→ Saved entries
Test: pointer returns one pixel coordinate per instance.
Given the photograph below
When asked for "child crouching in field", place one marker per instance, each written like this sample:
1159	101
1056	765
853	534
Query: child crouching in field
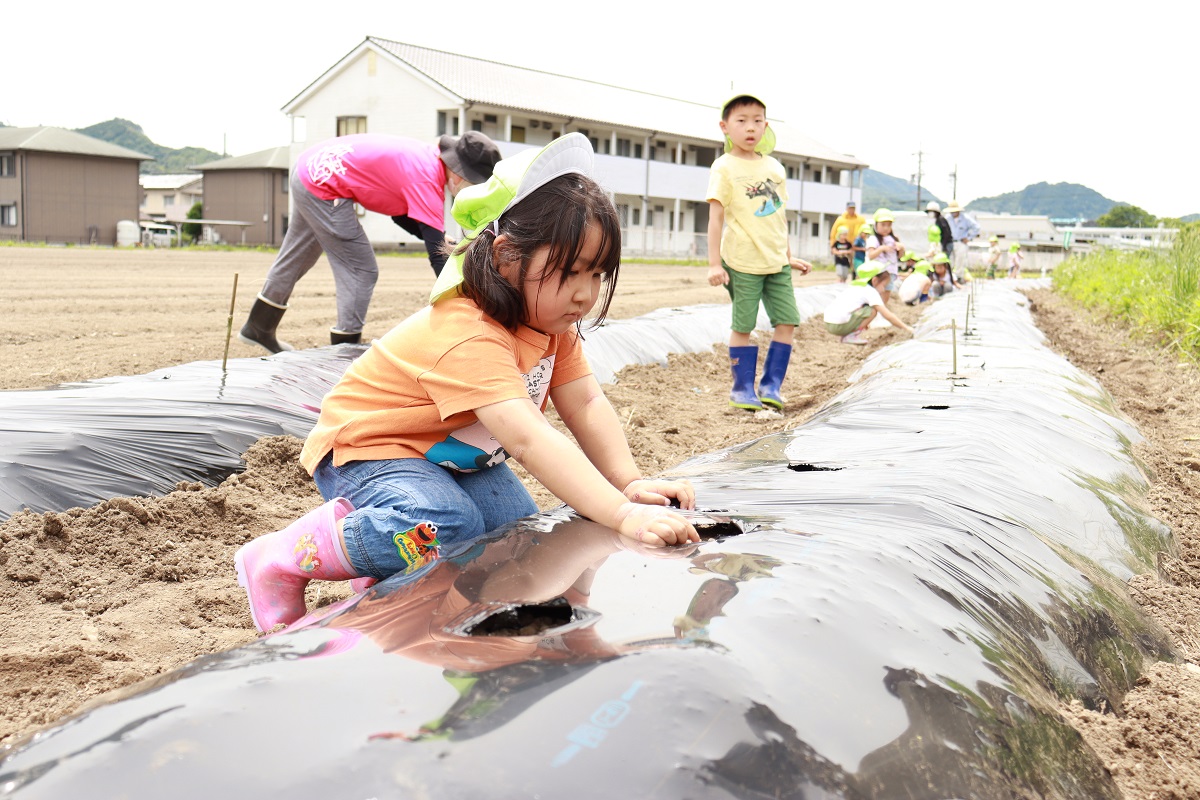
411	444
853	308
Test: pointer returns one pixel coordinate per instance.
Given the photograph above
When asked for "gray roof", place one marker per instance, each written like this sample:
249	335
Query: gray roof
269	158
48	139
168	181
504	85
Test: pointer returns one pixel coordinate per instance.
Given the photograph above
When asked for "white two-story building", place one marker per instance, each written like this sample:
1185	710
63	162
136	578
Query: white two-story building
653	152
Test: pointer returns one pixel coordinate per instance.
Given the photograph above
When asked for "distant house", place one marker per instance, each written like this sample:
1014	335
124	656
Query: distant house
251	188
65	187
653	152
167	198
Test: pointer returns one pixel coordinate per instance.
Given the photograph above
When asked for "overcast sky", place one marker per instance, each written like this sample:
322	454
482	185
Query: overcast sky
1008	94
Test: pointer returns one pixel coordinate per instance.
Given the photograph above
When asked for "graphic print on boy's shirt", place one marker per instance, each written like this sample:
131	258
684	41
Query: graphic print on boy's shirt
474	447
771	199
328	162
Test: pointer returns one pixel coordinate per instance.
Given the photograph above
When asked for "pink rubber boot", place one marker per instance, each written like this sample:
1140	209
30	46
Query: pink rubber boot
274	569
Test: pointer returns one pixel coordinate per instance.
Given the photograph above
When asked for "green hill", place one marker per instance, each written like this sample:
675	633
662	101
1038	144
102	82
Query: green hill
1055	200
130	134
885	191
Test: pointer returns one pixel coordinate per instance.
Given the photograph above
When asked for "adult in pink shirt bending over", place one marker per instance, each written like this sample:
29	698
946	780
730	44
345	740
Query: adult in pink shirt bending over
405	179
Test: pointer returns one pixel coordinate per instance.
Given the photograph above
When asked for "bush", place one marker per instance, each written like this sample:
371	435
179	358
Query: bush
191	229
1155	292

→ TASK INSTRUCTIONS
Lines containing the string "When" in the entries above should be counted. State that number alone.

→ EXERCISE ANSWER
10